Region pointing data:
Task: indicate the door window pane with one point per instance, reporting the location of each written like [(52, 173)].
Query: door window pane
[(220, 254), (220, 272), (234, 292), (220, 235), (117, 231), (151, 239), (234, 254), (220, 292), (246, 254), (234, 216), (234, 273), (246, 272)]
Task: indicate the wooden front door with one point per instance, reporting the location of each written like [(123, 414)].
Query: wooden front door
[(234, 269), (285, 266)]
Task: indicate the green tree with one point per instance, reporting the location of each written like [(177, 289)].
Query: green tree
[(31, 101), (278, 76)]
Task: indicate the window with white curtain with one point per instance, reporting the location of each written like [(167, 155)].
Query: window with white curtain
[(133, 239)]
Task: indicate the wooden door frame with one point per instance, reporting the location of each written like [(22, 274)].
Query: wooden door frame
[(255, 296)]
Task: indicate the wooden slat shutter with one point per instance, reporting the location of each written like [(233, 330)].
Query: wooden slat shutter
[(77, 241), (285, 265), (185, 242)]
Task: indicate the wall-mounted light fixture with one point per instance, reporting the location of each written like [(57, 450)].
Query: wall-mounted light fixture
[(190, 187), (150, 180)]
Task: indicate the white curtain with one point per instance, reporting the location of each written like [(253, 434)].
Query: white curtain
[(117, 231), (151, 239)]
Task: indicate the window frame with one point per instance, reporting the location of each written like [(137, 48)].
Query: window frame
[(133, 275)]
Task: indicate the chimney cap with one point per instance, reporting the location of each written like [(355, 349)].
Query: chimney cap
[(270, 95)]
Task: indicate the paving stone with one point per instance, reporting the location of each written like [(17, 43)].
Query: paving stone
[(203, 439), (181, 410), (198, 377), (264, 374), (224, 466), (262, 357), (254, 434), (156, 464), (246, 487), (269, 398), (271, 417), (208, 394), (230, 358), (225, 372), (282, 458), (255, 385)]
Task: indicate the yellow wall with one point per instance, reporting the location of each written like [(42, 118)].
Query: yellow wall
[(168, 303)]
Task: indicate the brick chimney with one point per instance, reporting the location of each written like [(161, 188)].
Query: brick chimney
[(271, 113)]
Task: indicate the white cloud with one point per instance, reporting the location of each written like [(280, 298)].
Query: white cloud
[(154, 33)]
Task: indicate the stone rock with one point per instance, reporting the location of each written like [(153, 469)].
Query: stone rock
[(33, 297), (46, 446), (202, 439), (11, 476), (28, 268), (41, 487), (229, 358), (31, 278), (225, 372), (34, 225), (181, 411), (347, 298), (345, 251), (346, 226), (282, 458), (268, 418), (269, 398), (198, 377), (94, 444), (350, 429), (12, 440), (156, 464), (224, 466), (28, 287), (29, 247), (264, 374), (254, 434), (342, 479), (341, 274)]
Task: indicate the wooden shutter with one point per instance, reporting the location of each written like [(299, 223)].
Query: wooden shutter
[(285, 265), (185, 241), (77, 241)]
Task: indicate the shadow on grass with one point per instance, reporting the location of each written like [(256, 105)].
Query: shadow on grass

EXERCISE OBJECTIVE: For this exercise, please output exactly the lines above starting at the line with "Task: indicate the white curtain" and ending at the line with "Task: indicate the stone", ends included.

TASK RESULT:
Task: indicate the white curtain with one point per instance, reporting the location of each written like [(253, 434)].
Query: white curtain
[(117, 231), (151, 239)]
Task: indicate the window frame with one point per instance, reporting the location of each written like [(137, 48)].
Query: window frame
[(133, 275)]
Task: indicate the chimney cap with one point per instance, reporting the location of each written like [(355, 349)].
Query: chimney cap
[(270, 95)]
Task: indicate the paving stone with one point per instance, reporting the location of each written like [(17, 43)].
Query: paving stone
[(203, 439), (181, 410), (198, 377), (264, 374), (224, 466), (262, 357), (254, 434), (156, 464), (246, 487), (269, 398), (271, 417), (208, 394), (230, 358), (225, 372), (282, 458), (255, 385)]
Task: indicate the yellow wall with one point per instance, reporting the location of each written like [(42, 118)].
Query: yellow wall
[(168, 303)]
Task: indicate the brick chimney with one point per instance, reporting the location of each written like [(161, 188)].
Query: brick chimney
[(271, 113)]
Task: indicate the white cloud with one point per instance, reporting the location of each written like [(280, 298)].
Query: white cloud
[(154, 33)]
Task: indicate the stone rock with one point per instance, reporting the location of each written like [(153, 469)].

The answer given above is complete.